WORK INSTRUCTION 1
Please copy everything in the records from the line that contains "127L339 129L338 131L339" down to the line that contains "box: [84, 174, 149, 233]", keeping both of those lines.

If the destination is a large complex, the station name alone may not be enough. Shopping malls, railway stations, airports, parks, and scenic areas can have multiple entrances. Check the exit before leaving the paid area, because turning back after exiting may require another ticket or extra walking.
For address preparation, use how to prepare Chinese addresses before your trip.

Transfers Can Take Real Walking Time
Some metro transfers are short. Others involve long corridors, escalators, stairs, crowd flow, and several minutes of walking. A map may show a simple line change, but the station layout can still make it tiring, especially with luggage or during peak hours.
If your route includes a train station, airport connection, timed attraction entry, or dinner reservation, add buffer time. A metro route that looks like 25 minutes on an app can become longer when you include walking to the station, security or bag checks if present, ticket setup, platform waiting, transfer walking, and the final exit.
This is the same planning logic covered in why a realistic China itinerary needs buffer time.
Think Carefully Before Taking Large Luggage on the Metro
The metro can be efficient, but it is not always comfortable with large luggage. Elevators may be busy or hard to find. Some exits may have stairs. Carriages can be crowded. Long transfers can become tiring. During rush hour, a suitcase can make the trip stressful for you and inconvenient for other passengers.
If you have one manageable suitcase and a simple route, the metro may work well. If you have several bags, young children, older travelers, a late arrival, or a complicated transfer, a taxi or ride-hailing option may be more practical. For rail-related luggage thinking, see luggage tips for China high-speed rail travelers.
Use Signs, Line Colors, and Destination Direction Together
Most large city metro systems use line numbers, colors, station names, and terminal directions. Do not only look at the line number. Check the direction of travel by looking at the terminal station or the next few stations on the platform display. This helps avoid boarding the right line in the wrong direction.
Before getting on the train, confirm three things: the line, the direction, and the number of stops or transfer station. If you are using a map app, keep the route visible offline or screenshot the key station names. Station names can be easier to match visually when you have both English and Chinese on your phone.
Plan Around Rush Hours and Last Trains
Rush hour can make metro travel much slower and less comfortable. If you are carrying luggage, traveling with a group, or visiting a station near an office district, school area, railway station, or major attraction, avoid the busiest commuting periods when possible.
Last train times also matter. Do not assume late evening metro service is available everywhere or that every line runs equally late. If you plan dinner, a show, nightlife, or a late airport or railway arrival, check last train times in advance and keep a taxi or ride-hailing backup.

Accessibility and Family Travel Need Extra Time
Many metro stations have elevators, ramps, tactile paving, and accessible routes, but the easiest accessible entrance may not be the closest entrance. Families with strollers, older travelers, wheelchair users, and travelers with heavy bags should allow more time to find elevators and move through stations.
If an accessible route is essential, check station maps or ask staff. Do not build a tight transfer around the assumption that every staircase has a nearby elevator. In large stations, the correct accessible route may require a different entrance, exit, or corridor.
A Practical Metro Checklist
- Check the city-specific metro payment options before departure.
- Prepare Alipay, WeChat Pay, city transport app, pass, card, or cash backup before entering the station.
- Save the destination's Chinese address and nearest metro exit.
- Confirm the line, direction, and transfer station before boarding.
- Add walking time for transfers and large stations.
- Avoid rush hour if carrying luggage or traveling with a group.
- Check last train times for evening plans.
- Use elevators and accessible routes early if needed, not at the last minute.
The Main Point
China's metro systems can make city travel much easier, especially in Beijing, Shanghai, Guangzhou, Shenzhen, Chengdu, Xi'an, Hangzhou, and other major cities. The key is to prepare the payment method, station exit, transfer route, and backup plan before the station becomes crowded.
Once those basics are ready, the metro is often one of the most predictable ways to move through a Chinese city.

WORK INSTRUCTION 2
Give everything from "If you have one" down to "high-speed rail travelers." in the text on China's metro travel again, changing "suitcase" to "backpack".

DATA FOR ANALYSIS

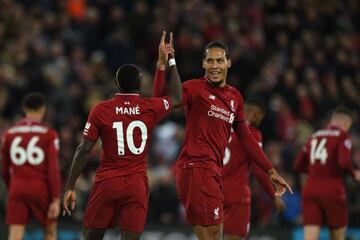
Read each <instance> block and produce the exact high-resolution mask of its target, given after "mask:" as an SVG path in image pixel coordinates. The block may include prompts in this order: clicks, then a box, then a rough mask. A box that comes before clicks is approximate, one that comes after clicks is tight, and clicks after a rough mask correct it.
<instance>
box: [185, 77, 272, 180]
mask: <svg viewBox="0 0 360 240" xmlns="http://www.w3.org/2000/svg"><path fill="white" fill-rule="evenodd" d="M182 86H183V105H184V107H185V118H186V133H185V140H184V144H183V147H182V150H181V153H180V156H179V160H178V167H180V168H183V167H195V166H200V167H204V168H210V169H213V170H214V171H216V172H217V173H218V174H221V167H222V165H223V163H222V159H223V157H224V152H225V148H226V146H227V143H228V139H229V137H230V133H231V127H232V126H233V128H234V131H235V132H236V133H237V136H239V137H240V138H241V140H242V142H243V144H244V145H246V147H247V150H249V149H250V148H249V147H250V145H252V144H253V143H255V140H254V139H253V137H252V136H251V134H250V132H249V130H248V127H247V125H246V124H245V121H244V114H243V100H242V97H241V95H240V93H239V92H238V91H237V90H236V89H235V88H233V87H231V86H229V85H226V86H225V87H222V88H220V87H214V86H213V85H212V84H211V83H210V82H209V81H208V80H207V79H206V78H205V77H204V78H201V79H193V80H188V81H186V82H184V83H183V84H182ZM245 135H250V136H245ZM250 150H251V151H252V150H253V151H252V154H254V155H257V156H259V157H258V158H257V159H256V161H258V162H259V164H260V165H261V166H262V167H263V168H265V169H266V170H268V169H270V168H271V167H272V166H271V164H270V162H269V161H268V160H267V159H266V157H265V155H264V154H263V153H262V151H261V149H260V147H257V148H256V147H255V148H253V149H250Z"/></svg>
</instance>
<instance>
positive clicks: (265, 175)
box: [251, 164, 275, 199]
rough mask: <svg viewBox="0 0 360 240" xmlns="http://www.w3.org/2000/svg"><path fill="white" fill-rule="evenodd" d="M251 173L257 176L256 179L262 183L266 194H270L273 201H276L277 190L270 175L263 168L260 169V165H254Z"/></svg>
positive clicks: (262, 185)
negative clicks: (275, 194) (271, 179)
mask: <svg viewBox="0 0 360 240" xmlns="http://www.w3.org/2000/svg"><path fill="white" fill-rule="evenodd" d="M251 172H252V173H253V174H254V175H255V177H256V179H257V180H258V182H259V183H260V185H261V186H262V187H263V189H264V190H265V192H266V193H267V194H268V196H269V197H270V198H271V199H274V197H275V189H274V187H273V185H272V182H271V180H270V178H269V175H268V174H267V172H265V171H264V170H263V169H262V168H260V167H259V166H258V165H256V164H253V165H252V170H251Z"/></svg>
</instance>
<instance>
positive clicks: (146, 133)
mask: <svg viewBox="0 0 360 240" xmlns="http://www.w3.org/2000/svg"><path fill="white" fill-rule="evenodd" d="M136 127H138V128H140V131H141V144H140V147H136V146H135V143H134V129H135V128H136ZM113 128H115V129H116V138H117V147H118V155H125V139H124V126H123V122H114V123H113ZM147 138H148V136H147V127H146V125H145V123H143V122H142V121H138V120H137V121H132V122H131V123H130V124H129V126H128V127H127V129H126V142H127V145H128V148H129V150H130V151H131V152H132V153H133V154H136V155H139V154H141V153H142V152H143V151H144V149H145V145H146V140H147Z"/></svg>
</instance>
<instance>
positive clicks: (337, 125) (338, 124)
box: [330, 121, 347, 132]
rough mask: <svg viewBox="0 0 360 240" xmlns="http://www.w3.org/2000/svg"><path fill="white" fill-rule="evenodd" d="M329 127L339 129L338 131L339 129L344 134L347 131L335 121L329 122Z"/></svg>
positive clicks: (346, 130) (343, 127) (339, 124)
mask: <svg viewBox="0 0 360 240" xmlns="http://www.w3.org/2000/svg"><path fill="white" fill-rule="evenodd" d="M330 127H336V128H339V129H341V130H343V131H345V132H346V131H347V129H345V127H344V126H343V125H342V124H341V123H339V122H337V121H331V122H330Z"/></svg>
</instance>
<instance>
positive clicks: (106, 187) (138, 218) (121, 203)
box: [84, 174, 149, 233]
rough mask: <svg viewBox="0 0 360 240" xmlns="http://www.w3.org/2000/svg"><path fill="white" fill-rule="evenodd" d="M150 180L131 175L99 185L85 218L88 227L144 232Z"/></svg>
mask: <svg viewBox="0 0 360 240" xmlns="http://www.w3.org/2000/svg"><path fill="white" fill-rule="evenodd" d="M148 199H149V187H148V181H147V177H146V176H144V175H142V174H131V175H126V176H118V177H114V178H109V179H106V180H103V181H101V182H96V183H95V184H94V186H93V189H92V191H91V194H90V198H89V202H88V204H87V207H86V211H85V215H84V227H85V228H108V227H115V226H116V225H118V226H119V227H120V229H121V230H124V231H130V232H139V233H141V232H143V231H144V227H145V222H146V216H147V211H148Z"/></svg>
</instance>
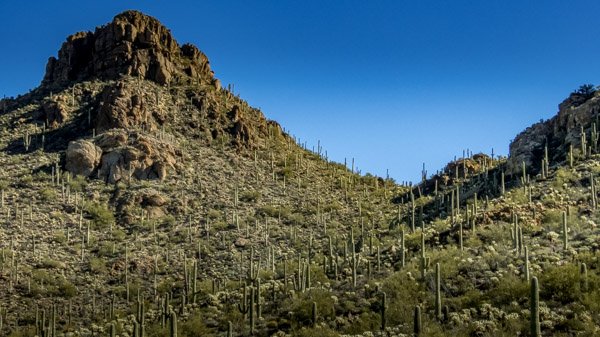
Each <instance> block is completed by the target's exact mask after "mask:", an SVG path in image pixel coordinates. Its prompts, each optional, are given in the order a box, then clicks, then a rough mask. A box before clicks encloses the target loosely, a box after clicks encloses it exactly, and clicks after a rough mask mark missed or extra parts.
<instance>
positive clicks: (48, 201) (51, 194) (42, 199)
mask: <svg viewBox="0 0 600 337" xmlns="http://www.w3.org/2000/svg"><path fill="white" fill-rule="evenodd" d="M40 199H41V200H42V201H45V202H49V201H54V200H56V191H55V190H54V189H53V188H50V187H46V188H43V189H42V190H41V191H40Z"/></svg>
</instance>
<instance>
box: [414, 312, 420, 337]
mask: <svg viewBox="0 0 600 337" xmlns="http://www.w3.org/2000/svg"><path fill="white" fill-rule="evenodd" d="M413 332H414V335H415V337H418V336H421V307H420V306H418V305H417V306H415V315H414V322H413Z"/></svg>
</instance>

WRITTEN REPLY 1
rough mask: <svg viewBox="0 0 360 240" xmlns="http://www.w3.org/2000/svg"><path fill="white" fill-rule="evenodd" d="M329 127L339 129L338 131L339 129L344 134L347 131L335 121L329 122Z"/></svg>
positive clicks: (346, 130) (343, 127) (339, 124)
mask: <svg viewBox="0 0 360 240" xmlns="http://www.w3.org/2000/svg"><path fill="white" fill-rule="evenodd" d="M330 127H336V128H339V129H341V130H343V131H345V132H346V131H347V129H345V127H344V126H343V125H342V124H341V123H339V122H337V121H331V122H330Z"/></svg>
</instance>
<instance>
positive clicks: (106, 187) (138, 218) (121, 203)
box: [84, 174, 149, 233]

WRITTEN REPLY 2
If you have one manageable backpack and a simple route, the metro may work well. If you have several bags, young children, older travelers, a late arrival, or a complicated transfer, a taxi or ride-hailing option may be more practical. For rail-related luggage thinking, see luggage tips for China high-speed rail travelers.